**Passage for review:**
★ ★ ★

Racing is built on a foundation of tired sayings packed with monumental truths. Recently, few have been more poignant for the crew of the supercharged NC Miata we're set to co-pilot in the 2011 Targa Newfoundland than, "You have to start before you can win." Last week, Bill Cardell, our valiant pilot and part-time lumberjack, wound up accidentally felling an aspen tree on himself while doing some work at a mountain cabin. He's currently awaiting a second set of x-rays to determine just how lengthy his recuperation will be, but either way, he's facing a few long weeks out of the saddle due to a broken humerus. Cardell, while in seemingly good spirits, finds nothing funny about the situation. Needless to say, squeezing into the cockpit of a race car isn't on his doctor's prescription pad, which leaves Nancy and I without a driver.

★ ★ ★

**Exercise data:**
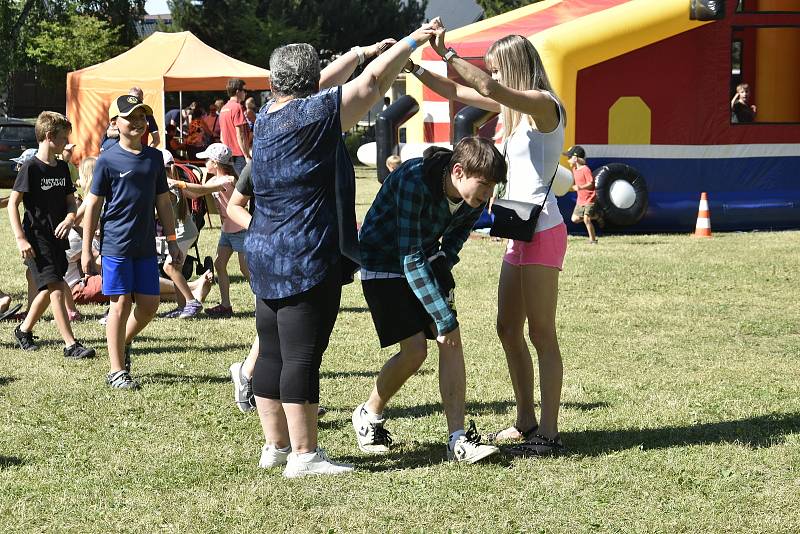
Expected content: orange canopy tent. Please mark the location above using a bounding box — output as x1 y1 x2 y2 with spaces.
67 32 270 158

★ ★ ★

**Exercise instructions:**
a) Please sum up the Targa Newfoundland passage in two sentences.
b) In the Targa Newfoundland passage, what kind of tree did Bill Cardell fell on himself?
c) Carry on the Targa Newfoundland passage from its final sentence.

**Answers for this exercise:**
a) The crew of a supercharged NC Miata entered in the 2011 Targa Newfoundland has lost its pilot, Bill Cardell, who broke his humerus when he accidentally felled an aspen tree on himself while working at a mountain cabin. He faces several weeks out of the saddle and cannot squeeze into a race car's cockpit, so Nancy and the writer are left without a driver.

b) An aspen tree.

c)
In a moment of solidarity, your author managed to high-side my '82 Kawasaki GPz750 on day one of a two-week motorcycle ride. The next morning, one very haggard ER doctor told me that while my bones were intact, there's a good chance that I've torn my rotator cuff.
"That's bad," I said.
"Yes. It's very bad," he agreed after a pause that conveyed a mix of disdain and admiration for my appreciation of the obvious.
Even so, I've regained much of the movement in my left shoulder, and the pain has subsided to an ever-present dull ache. If I can ride 2,300 miles on the arm, I can sure as hell use it to hold up pace notes. I'll circle back with the medical establishment after our return from Canada.
Meanwhile, Cardell's nephew, Brandon Fitch, will take over the forced-induction Miata's controls. Fitch formerly served as crew chief for both vehicles and has worked with Flyin' Miata for the past five years. As such, he's had plenty of seat time with our car as part of his work in product development, and word has it he's plenty quick to boot.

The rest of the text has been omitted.